_Exercise inputs_:
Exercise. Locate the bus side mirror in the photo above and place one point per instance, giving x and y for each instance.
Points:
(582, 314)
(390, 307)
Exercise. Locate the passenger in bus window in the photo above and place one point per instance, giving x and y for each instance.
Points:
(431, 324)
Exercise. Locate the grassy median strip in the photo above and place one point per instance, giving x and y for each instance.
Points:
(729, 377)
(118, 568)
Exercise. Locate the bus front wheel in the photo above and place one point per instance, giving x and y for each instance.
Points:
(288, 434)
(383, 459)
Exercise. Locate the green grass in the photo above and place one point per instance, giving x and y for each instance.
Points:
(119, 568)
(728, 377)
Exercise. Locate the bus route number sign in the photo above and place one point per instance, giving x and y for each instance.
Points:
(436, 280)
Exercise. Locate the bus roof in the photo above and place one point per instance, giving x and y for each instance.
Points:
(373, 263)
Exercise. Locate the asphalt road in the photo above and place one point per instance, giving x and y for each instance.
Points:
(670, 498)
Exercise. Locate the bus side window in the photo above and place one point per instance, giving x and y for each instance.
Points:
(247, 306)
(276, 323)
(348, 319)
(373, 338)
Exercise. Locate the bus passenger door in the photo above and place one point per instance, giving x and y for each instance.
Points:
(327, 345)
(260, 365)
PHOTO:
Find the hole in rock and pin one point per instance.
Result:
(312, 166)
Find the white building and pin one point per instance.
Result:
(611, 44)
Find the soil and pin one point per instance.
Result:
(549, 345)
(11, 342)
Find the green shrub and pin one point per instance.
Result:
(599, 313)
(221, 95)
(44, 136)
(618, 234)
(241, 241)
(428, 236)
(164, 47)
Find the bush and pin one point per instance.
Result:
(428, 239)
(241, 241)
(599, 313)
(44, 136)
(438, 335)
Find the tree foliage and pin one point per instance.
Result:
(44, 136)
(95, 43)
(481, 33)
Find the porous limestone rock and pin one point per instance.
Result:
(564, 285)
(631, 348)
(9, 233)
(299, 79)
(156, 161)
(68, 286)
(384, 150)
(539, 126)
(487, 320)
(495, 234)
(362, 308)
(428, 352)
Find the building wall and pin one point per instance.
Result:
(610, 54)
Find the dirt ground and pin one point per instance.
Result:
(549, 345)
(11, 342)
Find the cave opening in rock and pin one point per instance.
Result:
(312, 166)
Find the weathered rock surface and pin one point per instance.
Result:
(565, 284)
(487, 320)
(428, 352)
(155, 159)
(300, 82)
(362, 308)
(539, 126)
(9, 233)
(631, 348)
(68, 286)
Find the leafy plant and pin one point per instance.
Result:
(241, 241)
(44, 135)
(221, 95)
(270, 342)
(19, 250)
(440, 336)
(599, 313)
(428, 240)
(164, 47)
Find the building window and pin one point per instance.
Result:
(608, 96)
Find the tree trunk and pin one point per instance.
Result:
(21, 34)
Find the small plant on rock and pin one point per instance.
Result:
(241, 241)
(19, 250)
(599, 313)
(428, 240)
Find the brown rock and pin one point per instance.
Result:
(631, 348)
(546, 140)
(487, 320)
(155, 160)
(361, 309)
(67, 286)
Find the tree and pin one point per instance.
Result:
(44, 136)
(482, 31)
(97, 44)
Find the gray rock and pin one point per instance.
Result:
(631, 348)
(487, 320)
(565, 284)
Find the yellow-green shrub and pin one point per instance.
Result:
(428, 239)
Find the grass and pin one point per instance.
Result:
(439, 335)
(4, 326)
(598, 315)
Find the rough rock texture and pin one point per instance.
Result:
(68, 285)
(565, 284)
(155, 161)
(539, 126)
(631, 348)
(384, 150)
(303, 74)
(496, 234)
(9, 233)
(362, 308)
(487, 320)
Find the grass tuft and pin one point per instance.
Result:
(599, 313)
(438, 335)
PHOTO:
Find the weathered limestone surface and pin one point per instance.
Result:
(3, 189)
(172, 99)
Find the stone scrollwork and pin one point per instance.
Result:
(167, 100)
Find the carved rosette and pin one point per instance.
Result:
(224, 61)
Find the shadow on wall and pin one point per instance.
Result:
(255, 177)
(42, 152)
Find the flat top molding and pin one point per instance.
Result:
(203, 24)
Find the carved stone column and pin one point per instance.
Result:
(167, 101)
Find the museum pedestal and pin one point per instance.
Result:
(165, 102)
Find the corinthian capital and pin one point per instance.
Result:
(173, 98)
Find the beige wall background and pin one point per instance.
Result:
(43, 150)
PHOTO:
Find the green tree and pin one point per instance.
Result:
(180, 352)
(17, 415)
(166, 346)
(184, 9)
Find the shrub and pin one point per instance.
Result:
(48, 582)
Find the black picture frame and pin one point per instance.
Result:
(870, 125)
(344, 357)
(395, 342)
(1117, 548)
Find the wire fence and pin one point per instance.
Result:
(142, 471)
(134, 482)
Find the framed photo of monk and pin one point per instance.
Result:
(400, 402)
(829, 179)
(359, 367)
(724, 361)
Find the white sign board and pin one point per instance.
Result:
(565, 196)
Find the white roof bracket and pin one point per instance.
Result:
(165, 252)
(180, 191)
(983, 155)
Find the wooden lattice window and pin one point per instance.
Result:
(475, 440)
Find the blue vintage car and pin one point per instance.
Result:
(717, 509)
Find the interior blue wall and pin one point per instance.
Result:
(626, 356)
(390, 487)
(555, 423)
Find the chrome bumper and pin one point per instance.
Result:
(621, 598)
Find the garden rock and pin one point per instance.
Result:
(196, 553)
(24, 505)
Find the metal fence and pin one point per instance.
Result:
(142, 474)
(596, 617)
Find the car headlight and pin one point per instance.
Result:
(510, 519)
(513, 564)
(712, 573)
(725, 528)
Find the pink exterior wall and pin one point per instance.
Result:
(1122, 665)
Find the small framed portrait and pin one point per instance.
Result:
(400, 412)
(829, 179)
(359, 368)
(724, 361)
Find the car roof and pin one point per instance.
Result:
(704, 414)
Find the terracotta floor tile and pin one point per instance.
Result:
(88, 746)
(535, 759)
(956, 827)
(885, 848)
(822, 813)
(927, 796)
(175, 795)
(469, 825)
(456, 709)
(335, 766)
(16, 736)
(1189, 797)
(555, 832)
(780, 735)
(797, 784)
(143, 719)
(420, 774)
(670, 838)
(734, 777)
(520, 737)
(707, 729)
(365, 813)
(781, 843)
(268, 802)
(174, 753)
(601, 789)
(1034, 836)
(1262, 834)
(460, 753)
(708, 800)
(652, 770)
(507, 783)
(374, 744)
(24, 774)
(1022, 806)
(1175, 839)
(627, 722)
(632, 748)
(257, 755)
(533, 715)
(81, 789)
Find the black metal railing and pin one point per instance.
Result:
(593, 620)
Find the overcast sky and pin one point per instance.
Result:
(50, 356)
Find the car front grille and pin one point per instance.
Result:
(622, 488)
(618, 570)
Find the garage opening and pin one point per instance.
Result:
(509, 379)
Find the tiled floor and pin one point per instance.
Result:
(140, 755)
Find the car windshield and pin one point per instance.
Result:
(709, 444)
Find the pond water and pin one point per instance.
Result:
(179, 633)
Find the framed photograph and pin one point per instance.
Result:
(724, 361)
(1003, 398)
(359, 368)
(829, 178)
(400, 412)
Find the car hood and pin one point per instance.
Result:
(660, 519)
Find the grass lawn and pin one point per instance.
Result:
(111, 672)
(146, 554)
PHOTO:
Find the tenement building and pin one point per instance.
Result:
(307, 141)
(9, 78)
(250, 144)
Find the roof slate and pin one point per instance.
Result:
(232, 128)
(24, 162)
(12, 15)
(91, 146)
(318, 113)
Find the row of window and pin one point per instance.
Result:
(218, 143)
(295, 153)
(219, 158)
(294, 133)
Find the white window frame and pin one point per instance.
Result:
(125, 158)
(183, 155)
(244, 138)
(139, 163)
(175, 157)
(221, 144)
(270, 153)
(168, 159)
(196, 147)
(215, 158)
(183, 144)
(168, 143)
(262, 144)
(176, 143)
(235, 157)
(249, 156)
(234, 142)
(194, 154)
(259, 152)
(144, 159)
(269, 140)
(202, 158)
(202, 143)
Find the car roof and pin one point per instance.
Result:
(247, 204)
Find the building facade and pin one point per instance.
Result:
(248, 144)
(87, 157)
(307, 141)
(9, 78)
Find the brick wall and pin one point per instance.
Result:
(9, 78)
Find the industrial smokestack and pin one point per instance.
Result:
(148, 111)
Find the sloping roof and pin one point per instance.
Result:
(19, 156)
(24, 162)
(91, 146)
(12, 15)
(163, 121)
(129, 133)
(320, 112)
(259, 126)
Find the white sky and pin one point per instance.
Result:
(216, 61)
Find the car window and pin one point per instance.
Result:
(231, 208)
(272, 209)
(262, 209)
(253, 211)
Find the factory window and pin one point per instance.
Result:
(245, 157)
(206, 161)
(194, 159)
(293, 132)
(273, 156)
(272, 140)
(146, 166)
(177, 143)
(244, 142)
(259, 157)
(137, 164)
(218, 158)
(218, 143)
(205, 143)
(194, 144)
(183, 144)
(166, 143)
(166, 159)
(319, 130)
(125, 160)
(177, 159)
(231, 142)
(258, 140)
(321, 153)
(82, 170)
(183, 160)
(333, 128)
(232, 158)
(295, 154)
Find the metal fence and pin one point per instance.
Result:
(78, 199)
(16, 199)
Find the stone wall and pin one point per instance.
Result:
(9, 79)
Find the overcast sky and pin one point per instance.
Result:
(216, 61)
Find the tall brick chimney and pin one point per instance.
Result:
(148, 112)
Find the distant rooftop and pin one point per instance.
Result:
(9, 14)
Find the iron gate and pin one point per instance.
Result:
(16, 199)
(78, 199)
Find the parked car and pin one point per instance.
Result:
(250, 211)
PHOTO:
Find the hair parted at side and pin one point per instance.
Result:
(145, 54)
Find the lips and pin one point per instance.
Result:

_Assigned task_: Count of lines with the string "passenger" in the material above: give that number only.

_Answer to this problem_: 2